→ VERSTÄNDNIS PRÜFEN:
1. Wessen Sohn war Walther Rathenau laut dem Text über Walther Rathenau?
2. Übersetze aus dem Text über Walther Rathenau den Satz „Der Sohn des AEG-Gründers befand sich immer im Licht der Öffentlichkeit, meistens jedoch zu seinem eigenen Verdruss in der zweiten Reihe.“ ins Englische.

====== VORLIEGENDER TEXT

Lothar Gall: "Walther Rathenau"
Portrait einer Epoche
Rathenau
als Teil, Kritiker und Gestalter des "neuen Bürgertums" im
wilhelminischen Zeitalter
Walther Rathenau gehört, wenn nicht zu den zentralen, so doch
zu den bedeutenden Figuren der Weimarer Republik und in gewisser Weise
auch des so genannten Wilhelminischen Zeitalters. Der Sohn des
AEG-Gründers befand sich immer im Licht der
Öffentlichkeit, meistens jedoch zu seinem eigenen Verdruss in
der zweiten Reihe. Rathenau ist eine schwer fassbare
Persönlichkeit, ein Wanderer zwischen den Welten, doch ihn zu
verstehen, heißt auch, eben jene seltsame halb statische,
halb im Umbruch begriffene Epoche ein Stück weit zu begreifen,
die der
Weimarer Republik vorausging und parallel zu deren Aufkommen
allmählich verblasste.

============
====== ROHDATEN

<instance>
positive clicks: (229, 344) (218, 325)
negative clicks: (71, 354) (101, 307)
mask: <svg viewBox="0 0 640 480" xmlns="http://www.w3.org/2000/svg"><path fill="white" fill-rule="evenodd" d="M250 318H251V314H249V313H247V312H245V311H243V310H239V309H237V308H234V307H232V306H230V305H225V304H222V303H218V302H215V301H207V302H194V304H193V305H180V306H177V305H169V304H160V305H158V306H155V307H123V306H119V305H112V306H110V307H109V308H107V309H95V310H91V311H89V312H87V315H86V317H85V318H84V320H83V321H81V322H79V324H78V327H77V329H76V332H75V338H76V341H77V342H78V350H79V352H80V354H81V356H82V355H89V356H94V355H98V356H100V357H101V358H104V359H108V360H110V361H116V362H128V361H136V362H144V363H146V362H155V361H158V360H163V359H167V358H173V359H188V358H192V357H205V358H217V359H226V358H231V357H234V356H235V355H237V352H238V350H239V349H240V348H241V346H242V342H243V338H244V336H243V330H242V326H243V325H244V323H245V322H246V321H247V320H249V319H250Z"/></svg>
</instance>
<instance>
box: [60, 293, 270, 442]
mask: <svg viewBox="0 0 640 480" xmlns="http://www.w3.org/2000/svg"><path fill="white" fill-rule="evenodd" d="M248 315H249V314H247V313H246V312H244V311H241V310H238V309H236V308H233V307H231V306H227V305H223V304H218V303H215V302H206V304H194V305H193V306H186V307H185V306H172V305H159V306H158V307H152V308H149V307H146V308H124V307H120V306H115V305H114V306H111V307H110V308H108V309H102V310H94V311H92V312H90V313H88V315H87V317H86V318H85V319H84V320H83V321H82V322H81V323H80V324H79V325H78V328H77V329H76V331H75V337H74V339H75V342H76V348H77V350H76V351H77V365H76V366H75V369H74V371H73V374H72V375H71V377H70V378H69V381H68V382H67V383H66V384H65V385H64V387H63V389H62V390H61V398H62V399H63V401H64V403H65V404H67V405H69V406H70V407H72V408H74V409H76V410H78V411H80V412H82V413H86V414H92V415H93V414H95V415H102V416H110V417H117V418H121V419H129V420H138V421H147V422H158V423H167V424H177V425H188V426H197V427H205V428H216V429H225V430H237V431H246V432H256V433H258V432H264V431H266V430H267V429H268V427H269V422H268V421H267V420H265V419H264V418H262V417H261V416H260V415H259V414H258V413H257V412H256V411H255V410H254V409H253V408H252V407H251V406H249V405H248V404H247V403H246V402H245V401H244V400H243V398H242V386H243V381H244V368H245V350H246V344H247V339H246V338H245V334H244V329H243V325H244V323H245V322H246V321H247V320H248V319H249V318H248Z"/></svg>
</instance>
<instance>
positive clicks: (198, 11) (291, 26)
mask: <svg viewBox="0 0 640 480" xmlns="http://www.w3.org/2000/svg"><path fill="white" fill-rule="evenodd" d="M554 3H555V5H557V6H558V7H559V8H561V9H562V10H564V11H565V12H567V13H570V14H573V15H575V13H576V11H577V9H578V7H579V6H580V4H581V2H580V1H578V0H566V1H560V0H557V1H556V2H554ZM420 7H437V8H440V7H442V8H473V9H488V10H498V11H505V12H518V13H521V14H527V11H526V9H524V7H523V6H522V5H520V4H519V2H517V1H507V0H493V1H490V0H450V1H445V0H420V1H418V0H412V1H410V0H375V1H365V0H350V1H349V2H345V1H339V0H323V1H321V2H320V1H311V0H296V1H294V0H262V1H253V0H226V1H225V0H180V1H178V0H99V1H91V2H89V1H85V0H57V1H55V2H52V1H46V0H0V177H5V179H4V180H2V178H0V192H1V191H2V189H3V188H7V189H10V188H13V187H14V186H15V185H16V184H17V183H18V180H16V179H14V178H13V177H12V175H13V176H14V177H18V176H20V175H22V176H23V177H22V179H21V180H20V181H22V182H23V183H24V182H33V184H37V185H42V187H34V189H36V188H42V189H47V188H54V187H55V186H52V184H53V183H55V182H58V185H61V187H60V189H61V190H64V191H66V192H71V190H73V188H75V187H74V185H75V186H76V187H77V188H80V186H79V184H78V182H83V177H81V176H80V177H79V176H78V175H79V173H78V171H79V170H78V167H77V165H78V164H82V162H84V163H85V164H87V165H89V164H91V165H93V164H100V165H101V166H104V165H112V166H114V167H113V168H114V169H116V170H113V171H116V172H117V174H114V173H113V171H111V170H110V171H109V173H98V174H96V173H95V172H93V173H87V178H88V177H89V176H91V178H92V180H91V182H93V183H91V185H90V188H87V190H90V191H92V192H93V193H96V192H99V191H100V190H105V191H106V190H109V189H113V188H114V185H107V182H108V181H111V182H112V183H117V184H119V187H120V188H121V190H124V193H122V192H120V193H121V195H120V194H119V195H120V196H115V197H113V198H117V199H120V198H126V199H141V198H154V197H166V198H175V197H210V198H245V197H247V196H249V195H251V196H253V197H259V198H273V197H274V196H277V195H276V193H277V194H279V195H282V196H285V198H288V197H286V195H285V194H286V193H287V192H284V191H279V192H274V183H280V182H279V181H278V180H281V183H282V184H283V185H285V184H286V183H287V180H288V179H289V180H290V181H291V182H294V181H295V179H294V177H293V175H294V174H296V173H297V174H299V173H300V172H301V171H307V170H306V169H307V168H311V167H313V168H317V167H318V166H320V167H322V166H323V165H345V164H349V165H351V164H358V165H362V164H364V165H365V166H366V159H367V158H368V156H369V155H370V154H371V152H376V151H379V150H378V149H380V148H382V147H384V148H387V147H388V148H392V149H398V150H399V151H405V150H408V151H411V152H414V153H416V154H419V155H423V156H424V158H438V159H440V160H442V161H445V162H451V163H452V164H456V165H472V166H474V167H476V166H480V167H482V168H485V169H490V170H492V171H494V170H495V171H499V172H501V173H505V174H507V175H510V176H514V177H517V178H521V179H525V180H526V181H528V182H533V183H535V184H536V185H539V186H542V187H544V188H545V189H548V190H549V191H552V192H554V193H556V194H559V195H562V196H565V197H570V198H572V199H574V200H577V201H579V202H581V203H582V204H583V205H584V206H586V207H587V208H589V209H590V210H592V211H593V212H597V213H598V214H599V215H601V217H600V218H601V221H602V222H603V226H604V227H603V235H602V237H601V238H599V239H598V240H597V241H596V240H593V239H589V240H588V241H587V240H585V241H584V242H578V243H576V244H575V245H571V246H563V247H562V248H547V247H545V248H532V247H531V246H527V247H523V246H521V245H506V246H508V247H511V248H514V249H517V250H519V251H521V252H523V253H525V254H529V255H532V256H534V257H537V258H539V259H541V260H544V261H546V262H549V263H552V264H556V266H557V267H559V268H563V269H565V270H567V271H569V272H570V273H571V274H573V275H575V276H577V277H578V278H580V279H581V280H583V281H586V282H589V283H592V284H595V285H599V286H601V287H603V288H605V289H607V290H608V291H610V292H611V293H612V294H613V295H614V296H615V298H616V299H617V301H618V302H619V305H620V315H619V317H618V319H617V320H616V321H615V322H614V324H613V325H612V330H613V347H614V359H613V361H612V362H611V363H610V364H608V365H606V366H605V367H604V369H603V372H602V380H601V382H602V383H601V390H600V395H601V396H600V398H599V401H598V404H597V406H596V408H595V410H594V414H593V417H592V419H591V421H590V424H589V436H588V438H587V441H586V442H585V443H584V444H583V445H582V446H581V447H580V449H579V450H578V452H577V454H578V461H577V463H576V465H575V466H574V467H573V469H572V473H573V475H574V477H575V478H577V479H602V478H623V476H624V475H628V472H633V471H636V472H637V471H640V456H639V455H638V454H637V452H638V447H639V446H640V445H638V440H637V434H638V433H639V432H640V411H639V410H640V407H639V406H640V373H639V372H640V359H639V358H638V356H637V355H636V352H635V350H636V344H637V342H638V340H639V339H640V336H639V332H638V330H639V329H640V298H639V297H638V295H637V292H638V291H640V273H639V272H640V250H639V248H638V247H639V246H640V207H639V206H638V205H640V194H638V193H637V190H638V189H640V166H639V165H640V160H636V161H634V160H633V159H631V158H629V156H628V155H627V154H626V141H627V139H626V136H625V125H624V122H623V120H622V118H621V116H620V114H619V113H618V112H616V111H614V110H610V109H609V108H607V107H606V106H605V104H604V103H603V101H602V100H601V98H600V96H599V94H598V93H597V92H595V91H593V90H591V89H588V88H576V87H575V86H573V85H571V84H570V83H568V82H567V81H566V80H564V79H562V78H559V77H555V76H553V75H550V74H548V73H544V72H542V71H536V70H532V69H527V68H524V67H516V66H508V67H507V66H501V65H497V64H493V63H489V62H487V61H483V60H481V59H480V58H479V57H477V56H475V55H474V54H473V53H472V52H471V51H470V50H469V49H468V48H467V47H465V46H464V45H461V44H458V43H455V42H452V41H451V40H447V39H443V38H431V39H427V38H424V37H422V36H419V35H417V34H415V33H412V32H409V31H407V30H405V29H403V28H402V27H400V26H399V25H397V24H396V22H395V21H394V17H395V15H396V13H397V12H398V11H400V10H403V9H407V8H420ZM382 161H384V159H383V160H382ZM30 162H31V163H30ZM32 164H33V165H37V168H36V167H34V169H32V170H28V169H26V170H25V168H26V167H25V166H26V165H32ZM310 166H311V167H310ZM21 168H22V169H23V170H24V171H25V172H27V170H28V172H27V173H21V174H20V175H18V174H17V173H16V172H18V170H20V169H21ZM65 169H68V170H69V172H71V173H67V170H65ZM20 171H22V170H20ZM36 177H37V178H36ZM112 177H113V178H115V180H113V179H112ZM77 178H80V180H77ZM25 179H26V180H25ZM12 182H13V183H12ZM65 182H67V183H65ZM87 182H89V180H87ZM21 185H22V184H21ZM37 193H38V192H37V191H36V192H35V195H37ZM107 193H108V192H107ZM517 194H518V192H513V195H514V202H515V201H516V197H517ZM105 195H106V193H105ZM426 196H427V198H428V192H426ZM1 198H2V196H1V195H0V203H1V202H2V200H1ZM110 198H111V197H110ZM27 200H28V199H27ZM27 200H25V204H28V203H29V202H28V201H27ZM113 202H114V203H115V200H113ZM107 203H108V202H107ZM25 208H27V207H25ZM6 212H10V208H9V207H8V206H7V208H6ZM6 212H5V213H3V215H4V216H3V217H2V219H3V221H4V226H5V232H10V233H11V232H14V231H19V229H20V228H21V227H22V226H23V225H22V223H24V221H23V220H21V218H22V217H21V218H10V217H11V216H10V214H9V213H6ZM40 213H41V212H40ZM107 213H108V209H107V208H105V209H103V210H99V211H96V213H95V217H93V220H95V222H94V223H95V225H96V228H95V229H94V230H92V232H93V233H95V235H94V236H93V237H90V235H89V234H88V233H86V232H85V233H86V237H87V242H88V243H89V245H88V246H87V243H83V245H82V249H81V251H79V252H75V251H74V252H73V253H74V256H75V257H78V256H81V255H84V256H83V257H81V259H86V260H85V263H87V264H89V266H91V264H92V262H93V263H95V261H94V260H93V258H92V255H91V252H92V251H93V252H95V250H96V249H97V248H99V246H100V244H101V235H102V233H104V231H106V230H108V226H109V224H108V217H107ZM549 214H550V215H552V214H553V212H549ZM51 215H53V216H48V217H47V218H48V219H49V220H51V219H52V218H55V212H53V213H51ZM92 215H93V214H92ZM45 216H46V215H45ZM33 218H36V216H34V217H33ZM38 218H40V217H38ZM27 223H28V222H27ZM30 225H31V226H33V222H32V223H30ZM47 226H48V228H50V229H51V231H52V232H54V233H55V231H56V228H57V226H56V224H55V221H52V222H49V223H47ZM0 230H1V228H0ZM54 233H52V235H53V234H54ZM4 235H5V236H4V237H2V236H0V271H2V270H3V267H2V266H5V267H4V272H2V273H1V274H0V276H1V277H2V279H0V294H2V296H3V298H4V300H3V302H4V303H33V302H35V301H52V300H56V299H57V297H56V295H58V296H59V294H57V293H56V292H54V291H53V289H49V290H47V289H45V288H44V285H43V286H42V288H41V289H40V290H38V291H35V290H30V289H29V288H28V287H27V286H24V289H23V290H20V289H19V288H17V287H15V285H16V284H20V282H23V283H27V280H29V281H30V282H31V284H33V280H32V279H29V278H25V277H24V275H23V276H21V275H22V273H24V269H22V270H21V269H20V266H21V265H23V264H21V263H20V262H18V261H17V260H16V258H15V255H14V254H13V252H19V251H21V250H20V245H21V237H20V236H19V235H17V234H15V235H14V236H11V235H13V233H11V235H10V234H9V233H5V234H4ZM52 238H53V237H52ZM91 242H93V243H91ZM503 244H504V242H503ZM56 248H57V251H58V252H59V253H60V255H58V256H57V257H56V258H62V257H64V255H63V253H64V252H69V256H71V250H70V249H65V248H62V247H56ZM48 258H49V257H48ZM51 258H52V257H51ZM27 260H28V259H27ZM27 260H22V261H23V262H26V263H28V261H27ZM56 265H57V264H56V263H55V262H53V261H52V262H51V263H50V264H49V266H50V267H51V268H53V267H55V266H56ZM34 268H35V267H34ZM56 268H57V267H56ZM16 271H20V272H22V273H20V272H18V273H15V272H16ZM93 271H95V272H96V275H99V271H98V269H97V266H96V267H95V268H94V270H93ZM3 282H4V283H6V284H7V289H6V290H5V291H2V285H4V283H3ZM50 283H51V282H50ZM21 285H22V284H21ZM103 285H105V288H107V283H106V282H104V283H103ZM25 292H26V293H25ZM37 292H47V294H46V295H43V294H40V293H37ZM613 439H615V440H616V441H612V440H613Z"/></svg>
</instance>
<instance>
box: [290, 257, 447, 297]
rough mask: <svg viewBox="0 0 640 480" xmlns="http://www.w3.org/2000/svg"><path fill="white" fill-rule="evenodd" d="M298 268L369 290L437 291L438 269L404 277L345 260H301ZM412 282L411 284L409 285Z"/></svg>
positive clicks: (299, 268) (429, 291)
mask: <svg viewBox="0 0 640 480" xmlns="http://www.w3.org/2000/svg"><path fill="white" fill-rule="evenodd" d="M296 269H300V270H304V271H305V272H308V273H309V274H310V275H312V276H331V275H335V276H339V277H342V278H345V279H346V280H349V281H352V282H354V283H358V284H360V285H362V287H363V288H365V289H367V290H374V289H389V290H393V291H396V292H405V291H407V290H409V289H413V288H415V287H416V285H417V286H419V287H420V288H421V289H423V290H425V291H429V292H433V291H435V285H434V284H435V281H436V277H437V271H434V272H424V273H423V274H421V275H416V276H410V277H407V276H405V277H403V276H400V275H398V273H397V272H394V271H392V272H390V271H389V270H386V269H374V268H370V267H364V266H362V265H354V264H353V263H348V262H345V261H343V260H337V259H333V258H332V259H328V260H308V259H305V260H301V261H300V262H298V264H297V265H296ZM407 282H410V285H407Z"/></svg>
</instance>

============

→ ANTWORTEN:
1. Er war der Sohn des AEG-Gründers.

2. The son of the AEG founder was always in the public eye, but mostly, to his own annoyance, in the second row.